- EXCERPT PROVIDED:
-------

Bug #41183 rpl_ndb_circular, rpl_ndb_circular_simplex need maintenance, crash
Submitted: 2 Dec 2008 19:17 Modified: 11 Feb 2009 16:25
Reporter: Matthias Leich Email Updates:
Status: Closed Impact on me:
None 
Category:Tests: Cluster Severity:S3 (Non-critical)
Version:5.1 OS:Any
Assigned to: Andrei Elkin CPU Architecture:Any

[2 Dec 2008 19:17] Matthias Leich
Description:
rpl_ndb_circular and rpl_ndb_circular_simplex are
since some time disabled in MySQL 5.1 because of
   Bug#33849 COMMIT event missing in cluster

BUG#33849 is closed by Andrei Elkin.
A comment within this bug states:
    [27 Jun 12:31] Konstantin Osipov
    The bug was fixed by the fix for Bug#36197
    Bug#36197 is fixed.

Both tests were again enabled in MySQL 6.0.
But t/disabled.def in MySQL 5.1 was not changed.

-------

- EXERCISE: Print the bug report above again in full, word for word.

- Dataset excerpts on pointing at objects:
-------

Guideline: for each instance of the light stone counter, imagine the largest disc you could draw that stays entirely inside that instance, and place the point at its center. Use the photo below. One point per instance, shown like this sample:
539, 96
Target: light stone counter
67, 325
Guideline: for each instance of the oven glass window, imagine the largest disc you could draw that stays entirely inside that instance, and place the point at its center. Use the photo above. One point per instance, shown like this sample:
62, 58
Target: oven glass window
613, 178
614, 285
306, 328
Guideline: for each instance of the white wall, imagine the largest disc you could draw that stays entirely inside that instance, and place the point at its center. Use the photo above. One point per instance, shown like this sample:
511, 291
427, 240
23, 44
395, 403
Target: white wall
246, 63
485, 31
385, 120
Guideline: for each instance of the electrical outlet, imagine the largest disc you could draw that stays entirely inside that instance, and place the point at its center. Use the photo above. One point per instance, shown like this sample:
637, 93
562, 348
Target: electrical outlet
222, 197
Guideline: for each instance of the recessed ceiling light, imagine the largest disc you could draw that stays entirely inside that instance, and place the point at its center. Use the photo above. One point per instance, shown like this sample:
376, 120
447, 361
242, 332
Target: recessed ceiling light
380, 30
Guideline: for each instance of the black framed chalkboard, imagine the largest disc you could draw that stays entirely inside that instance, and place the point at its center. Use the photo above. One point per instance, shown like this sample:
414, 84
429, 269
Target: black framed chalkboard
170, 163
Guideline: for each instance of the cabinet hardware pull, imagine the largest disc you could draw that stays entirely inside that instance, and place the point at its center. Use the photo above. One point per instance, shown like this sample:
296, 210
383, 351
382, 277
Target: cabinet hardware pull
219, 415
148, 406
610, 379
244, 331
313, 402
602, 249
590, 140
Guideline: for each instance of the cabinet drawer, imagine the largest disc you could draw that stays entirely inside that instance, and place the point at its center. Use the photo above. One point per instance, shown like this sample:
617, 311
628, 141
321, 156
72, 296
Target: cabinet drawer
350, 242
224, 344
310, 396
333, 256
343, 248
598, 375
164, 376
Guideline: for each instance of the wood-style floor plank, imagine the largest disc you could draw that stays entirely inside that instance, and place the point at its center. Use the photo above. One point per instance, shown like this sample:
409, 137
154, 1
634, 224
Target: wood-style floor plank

-------

- OUTPUT BELOW:
Bug #41183 rpl_ndb_circular, rpl_ndb_circular_simplex need maintenance, crash
Submitted: 2 Dec 2008 19:17 Modified: 11 Feb 2009 16:25
Reporter: Matthias Leich Email Updates:
Status: Closed Impact on me:
None 
Category:Tests: Cluster Severity:S3 (Non-critical)
Version:5.1 OS:Any
Assigned to: Andrei Elkin CPU Architecture:Any

[2 Dec 2008 19:17] Matthias Leich
Description:
rpl_ndb_circular and rpl_ndb_circular_simplex are
since some time disabled in MySQL 5.1 because of
   Bug#33849 COMMIT event missing in cluster

BUG#33849 is closed by Andrei Elkin.
A comment within this bug states:
    [27 Jun 12:31] Konstantin Osipov
    The bug was fixed by the fix for Bug#36197
    Bug#36197 is fixed.

Both tests were again enabled in MySQL 6.0.
But t/disabled.def in MySQL 5.1 was not changed.